O QUE FAZER:
Localize no material todas as linhas em que aparece a palavra "shirt" e copie cada uma delas.

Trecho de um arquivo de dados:
⟨

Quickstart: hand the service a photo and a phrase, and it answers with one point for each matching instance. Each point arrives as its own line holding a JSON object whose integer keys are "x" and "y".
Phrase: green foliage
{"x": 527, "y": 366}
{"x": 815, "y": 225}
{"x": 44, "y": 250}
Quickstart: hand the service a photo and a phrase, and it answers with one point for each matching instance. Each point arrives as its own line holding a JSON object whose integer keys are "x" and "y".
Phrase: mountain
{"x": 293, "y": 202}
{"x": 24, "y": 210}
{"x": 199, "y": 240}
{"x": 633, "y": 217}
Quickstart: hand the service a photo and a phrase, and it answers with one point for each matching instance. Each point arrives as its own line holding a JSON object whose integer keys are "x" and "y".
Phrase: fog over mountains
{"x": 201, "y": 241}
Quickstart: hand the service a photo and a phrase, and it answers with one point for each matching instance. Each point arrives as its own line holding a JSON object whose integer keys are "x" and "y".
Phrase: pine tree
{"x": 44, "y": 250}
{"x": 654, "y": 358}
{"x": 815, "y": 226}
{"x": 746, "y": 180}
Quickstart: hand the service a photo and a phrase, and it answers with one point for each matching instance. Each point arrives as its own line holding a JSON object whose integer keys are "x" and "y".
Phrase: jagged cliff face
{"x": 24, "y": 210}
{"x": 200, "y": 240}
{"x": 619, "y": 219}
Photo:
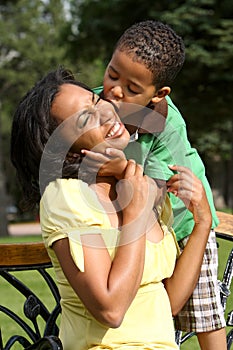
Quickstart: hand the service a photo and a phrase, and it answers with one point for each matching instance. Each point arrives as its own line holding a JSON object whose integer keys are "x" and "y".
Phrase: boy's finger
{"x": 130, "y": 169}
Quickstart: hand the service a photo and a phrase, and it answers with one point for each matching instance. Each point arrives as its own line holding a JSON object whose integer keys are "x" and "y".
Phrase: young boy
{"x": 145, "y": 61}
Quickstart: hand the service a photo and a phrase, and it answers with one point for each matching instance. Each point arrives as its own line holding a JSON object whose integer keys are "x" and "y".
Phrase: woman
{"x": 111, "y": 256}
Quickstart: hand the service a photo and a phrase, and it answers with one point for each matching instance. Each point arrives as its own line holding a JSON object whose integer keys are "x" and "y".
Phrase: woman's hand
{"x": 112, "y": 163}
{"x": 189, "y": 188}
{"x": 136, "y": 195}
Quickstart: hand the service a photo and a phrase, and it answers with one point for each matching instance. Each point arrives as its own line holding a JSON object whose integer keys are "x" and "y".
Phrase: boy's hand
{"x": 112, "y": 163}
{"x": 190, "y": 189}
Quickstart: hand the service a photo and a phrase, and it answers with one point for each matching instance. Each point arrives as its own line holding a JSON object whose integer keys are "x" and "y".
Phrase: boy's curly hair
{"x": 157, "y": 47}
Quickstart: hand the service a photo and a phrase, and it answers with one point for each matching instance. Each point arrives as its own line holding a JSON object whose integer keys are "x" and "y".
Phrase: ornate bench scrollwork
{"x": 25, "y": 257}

⟩
⟨

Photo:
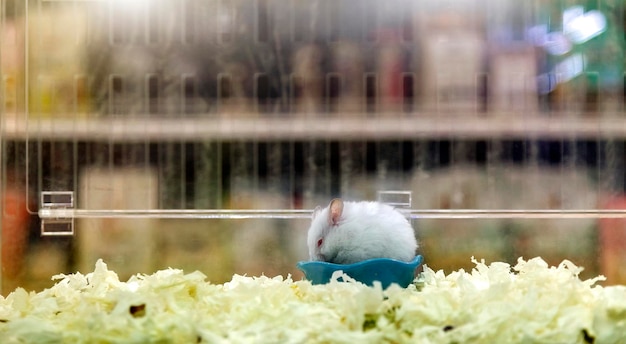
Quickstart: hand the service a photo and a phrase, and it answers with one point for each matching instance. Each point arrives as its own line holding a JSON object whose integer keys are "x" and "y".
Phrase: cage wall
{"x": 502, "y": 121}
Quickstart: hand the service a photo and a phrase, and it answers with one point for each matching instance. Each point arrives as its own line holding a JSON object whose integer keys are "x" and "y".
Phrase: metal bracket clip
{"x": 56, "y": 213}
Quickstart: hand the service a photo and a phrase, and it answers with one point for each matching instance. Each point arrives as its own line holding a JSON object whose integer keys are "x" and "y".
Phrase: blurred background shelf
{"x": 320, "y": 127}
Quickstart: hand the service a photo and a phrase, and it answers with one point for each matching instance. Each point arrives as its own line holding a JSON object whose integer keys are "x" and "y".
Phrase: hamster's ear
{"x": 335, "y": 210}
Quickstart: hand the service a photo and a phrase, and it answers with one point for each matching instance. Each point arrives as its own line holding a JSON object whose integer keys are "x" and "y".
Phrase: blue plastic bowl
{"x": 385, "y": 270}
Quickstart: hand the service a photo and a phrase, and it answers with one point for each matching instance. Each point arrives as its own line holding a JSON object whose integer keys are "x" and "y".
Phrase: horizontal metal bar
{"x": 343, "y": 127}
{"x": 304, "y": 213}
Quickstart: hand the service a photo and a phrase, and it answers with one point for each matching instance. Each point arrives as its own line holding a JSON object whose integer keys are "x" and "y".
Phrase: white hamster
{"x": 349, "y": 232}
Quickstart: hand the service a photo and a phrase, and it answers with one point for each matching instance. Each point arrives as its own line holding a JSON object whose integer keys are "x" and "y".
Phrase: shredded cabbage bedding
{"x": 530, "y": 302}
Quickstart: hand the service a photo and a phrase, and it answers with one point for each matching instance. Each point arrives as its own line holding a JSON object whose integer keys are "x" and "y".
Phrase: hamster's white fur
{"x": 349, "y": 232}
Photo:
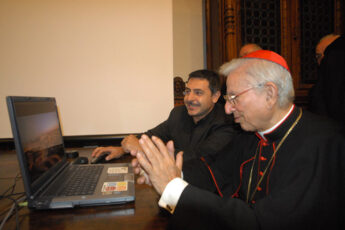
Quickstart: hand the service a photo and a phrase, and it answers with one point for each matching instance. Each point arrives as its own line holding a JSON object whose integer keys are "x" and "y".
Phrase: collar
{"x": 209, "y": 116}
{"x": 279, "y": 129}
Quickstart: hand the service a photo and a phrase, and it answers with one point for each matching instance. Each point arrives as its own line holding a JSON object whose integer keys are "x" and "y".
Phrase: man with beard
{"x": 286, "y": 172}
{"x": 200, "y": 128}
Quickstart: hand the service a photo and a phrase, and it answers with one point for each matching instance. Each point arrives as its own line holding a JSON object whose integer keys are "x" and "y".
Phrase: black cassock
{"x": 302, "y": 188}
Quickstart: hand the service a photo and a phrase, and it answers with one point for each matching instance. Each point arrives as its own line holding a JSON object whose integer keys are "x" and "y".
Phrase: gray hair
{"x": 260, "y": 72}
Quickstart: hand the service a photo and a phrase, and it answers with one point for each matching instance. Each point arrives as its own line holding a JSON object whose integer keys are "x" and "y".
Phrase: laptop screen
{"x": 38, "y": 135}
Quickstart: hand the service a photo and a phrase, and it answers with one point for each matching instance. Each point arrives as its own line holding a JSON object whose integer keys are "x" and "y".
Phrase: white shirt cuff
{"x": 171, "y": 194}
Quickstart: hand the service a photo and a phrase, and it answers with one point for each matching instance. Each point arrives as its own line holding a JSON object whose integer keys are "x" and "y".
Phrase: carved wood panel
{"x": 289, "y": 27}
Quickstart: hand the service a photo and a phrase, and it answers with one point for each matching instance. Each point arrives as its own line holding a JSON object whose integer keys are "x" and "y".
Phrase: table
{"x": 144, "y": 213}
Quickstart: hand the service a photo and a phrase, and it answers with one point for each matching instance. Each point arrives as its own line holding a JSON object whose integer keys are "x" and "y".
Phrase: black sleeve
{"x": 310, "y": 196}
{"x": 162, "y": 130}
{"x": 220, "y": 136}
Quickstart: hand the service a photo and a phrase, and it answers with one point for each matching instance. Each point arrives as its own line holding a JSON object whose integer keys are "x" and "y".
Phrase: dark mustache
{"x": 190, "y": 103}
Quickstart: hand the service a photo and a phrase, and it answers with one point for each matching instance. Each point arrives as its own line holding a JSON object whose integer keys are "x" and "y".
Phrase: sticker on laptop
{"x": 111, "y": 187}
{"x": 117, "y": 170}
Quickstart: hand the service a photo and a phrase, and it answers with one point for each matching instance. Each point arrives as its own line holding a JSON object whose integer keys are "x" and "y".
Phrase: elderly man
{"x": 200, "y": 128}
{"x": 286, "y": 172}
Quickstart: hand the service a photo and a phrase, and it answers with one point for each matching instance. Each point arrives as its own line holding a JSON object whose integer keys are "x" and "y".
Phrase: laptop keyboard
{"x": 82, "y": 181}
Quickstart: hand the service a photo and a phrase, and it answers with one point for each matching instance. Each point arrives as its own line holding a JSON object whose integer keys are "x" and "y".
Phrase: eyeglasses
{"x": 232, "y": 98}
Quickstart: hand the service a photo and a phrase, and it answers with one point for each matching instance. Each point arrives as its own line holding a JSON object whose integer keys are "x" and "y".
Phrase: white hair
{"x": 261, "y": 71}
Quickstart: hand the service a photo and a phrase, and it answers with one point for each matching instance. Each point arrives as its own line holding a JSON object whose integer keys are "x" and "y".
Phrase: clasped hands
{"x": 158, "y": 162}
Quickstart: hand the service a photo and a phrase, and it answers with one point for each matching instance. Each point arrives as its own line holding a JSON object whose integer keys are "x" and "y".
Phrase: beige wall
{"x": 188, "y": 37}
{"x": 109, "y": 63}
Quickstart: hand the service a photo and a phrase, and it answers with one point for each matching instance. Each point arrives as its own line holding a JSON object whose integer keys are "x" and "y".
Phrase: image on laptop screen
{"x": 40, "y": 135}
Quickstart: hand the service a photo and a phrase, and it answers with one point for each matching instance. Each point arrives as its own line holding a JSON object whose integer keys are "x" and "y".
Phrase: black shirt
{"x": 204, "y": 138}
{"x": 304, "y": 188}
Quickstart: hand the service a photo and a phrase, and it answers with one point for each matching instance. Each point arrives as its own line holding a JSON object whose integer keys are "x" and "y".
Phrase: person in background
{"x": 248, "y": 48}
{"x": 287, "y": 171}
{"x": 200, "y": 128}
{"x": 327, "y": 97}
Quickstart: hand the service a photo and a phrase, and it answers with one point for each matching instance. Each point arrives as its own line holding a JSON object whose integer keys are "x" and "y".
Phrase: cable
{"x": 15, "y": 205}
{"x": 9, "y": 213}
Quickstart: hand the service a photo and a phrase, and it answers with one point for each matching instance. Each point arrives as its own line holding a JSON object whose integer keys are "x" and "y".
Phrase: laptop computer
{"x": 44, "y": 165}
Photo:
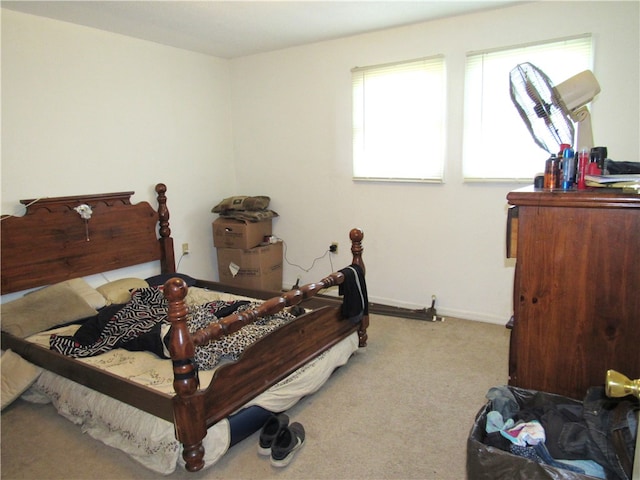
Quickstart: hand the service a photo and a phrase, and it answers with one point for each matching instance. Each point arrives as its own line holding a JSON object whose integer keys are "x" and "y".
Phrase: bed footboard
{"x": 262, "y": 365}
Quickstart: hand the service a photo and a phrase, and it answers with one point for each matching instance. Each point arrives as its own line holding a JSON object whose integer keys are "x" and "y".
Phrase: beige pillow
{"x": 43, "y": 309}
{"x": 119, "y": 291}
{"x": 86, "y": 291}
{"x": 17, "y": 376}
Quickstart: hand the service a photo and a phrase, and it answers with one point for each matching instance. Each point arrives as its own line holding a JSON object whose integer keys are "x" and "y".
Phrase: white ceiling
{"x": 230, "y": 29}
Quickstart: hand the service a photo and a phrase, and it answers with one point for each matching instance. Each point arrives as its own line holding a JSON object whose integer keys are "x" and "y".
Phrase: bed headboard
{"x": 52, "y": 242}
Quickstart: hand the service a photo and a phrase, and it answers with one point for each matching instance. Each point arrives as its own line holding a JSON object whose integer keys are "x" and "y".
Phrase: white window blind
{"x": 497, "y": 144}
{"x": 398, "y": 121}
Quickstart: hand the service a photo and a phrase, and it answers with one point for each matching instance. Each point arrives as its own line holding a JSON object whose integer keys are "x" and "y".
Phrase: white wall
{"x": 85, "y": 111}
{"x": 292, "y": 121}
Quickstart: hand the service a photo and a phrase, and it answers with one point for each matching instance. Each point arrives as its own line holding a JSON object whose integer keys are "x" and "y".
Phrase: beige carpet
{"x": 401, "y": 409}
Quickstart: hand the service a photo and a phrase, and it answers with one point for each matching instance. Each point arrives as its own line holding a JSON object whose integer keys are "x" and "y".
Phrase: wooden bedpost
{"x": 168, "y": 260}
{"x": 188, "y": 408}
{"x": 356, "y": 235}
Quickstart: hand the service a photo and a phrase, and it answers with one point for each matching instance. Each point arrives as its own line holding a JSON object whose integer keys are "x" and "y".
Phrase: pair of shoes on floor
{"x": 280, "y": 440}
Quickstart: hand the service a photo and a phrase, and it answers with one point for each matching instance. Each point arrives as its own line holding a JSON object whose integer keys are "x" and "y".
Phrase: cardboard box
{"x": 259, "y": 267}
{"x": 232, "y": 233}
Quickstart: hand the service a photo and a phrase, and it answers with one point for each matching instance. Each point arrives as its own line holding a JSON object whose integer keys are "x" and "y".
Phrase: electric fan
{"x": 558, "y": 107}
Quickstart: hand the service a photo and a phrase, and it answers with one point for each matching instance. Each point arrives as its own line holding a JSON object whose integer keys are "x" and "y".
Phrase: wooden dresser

⟩
⟨

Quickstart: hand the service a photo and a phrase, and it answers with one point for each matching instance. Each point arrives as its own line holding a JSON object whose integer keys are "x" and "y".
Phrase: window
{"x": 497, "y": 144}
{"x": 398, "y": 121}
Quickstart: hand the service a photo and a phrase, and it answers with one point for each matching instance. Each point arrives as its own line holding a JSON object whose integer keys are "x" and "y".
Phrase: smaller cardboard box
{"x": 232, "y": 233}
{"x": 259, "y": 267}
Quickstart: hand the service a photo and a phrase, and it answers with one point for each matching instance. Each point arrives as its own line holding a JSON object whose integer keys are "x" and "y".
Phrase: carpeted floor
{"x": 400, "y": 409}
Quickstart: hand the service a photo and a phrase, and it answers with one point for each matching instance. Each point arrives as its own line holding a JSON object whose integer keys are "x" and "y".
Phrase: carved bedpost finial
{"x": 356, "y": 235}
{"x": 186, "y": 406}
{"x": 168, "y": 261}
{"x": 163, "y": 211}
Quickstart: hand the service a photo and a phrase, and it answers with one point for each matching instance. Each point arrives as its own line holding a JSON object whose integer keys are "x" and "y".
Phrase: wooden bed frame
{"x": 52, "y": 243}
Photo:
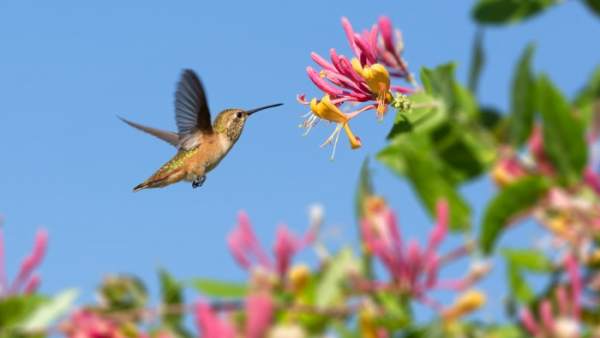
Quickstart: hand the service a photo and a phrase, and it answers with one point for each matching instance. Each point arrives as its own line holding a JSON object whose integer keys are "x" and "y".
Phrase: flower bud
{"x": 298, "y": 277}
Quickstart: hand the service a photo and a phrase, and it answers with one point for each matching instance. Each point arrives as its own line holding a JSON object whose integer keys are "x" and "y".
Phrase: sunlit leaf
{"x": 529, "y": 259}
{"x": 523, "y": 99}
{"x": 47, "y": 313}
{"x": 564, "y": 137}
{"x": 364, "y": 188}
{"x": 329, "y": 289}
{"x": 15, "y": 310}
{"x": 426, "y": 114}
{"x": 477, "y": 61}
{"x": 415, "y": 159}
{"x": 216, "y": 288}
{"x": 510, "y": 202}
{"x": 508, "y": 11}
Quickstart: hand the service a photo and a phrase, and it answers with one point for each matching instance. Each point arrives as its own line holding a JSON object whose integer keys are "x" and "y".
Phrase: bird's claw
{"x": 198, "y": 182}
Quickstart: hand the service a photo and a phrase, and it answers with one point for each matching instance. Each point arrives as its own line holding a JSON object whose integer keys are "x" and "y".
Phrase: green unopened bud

⟩

RESULTADO DA TAREFA:
Phrase: white shirt cuff
Phrase: black shirt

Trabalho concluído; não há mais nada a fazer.